**SEITE**

Bild: Der Betreiber des Atomkraftwerks Brokdorf muss die Leistung des Meilers z…
Hamburg taz | Kein Atomkraftwerk in Norddeutschland war und ist so
umstritten wie Brokdorf im Südwesten Schleswig-Holsteins. In den 1970er-
und 1980er-Jahren lieferten sich Atomkraftgegner blutige
Auseinandersetzungen mit der Polizei. Jetzt ist es ruhiger um den Meiler
geworden. Wegen Rostbefall der Brennstäbe steht er schon seit mehr als fünf
Monaten still. Im August könnte er wieder ans Netz gehen, allerdings mit
gedrosselter Leistung.
Das Energie- und Umweltministerium in Kiel hat bereits zugestimmt, dass der
Reaktorkern mit frischen Brennelementen beladen werden kann. Voraussetzung
ist, dass die Leistung und der sogenannte Lastfolgebetrieb nun reduziert
werden. „Der Betreiber Preussen Elektra dreht jetzt das Rad elf Jahre
zurück und stellt die Anlage auf den Betrieb von vor 2006 ein“, sagte
Energiewendeminister Robert Habeck (Grüne) am Montag in Kiel. Für diese
Zeit gebe es eine gesicherte Betriebserfahrung mit dem betroffenen
Hüllrohrmaterial.
„Brokdorf fährt künftig also im abgesicherten Modus“, so Habeck. Die
Leistung werde auf 95 Prozent reduziert, die Lastwechselgeschwindigkeit –
also das schnelle Hoch- und Runterfahren des Reaktors – halbiert. Mit der
Zustimmung zum Beladen des Kerns sei noch nicht automatisch die Zustimmung
zum Wiederanfahren verbunden, betonte der Grünen-Politiker. Der Leiter der
Atomaufsicht, Jan Beckmann, rechnet damit, dass der Meiler in zwei Wochen
zumindest bereit zum Wiederanfahren sein könnte.

**AUFGABE**
Fasse die Seite über das Atomkraftwerk Brokdorf bitte in zwei Sätzen zusammen. Die Einträge stammen aus einer anderen Quelle als die Seite.

**EXTRAHIERTE EINTRÄGE**
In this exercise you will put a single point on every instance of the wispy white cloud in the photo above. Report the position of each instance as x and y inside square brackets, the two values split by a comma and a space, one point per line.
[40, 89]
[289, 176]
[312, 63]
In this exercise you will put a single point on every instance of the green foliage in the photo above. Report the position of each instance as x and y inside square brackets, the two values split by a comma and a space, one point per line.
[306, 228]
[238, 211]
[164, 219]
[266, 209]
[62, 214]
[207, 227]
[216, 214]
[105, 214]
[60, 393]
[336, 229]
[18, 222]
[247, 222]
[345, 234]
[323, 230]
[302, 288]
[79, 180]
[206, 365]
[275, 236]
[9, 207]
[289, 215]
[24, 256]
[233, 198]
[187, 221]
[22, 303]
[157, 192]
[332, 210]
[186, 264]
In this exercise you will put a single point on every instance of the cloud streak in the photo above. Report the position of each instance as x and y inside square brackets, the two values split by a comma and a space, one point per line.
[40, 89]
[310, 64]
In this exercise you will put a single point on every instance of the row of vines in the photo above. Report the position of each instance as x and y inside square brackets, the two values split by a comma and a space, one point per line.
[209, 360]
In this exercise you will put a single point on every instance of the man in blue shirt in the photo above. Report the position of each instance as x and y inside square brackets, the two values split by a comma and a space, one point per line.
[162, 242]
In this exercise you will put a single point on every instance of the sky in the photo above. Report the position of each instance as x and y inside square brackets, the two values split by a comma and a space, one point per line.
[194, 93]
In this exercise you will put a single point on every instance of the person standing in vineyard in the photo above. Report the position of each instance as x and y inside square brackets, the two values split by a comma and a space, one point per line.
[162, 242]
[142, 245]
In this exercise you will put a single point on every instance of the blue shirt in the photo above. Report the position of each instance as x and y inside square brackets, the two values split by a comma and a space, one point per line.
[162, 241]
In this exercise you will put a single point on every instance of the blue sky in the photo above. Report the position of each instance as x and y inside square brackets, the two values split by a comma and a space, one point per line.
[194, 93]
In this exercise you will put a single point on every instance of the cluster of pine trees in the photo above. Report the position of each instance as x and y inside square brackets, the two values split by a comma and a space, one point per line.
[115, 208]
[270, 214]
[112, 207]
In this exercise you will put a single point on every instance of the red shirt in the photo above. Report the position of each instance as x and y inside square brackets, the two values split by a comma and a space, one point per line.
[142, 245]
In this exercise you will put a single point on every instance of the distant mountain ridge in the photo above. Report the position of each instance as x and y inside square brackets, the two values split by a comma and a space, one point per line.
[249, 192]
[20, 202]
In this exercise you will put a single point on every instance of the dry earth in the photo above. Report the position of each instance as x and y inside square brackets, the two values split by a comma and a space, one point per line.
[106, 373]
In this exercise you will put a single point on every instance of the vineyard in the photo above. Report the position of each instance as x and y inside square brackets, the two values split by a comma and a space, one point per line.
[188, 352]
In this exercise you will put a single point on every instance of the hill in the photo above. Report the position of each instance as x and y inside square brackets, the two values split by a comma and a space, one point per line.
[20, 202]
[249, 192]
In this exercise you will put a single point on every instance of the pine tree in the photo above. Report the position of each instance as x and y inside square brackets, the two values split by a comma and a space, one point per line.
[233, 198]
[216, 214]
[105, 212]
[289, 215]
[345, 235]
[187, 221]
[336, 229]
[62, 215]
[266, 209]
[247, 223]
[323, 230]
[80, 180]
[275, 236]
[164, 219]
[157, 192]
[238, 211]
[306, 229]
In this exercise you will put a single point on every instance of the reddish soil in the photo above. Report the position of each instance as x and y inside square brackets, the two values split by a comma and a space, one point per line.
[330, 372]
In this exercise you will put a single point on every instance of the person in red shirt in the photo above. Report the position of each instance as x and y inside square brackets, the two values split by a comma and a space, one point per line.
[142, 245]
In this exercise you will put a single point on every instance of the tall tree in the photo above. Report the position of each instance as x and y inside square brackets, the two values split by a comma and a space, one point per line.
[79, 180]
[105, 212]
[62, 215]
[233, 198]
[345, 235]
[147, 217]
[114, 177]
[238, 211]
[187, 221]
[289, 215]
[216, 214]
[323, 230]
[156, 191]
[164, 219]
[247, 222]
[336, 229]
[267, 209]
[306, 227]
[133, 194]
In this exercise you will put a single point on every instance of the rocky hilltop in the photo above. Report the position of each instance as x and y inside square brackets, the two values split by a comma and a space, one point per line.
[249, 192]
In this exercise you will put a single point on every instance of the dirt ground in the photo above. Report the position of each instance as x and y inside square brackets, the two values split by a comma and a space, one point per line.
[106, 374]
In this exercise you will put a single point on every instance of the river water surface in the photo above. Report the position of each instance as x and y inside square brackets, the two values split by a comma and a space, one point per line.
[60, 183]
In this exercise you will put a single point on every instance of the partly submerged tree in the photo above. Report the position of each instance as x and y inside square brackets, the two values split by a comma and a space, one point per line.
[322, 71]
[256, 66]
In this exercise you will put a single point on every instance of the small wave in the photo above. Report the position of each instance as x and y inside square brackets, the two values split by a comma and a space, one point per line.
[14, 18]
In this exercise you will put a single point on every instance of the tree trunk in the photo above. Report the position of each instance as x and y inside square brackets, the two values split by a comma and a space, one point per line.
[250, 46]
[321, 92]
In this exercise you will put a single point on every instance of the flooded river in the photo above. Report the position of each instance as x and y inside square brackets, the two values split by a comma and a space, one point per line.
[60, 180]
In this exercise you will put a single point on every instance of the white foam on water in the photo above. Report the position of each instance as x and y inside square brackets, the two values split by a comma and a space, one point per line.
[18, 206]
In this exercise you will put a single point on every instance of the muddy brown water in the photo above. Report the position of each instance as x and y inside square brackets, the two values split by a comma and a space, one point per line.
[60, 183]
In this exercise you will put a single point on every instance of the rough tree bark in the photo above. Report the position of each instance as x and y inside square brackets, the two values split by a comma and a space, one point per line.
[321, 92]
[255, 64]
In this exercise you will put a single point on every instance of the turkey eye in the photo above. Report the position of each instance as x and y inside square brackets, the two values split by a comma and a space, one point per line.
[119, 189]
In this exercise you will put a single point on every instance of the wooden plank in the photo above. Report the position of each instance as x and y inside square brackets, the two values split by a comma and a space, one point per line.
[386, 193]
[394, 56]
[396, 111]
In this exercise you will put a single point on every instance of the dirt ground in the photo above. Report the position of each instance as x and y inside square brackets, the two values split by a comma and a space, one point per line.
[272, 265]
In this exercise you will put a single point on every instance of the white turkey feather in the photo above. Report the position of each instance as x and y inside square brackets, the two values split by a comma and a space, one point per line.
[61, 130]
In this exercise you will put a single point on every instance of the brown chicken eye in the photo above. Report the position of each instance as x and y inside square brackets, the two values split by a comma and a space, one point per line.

**LÖSUNG**
Das Atomkraftwerk Brokdorf steht wegen Rostbefall der Brennstäbe seit mehr als fünf Monaten still und könnte im August mit gedrosselter Leistung wieder ans Netz gehen. Das Energie- und Umweltministerium in Kiel hat dem Beladen des Reaktorkerns mit frischen Brennelementen zugestimmt, sofern die Leistung auf 95 Prozent gesenkt und die Lastwechselgeschwindigkeit halbiert wird.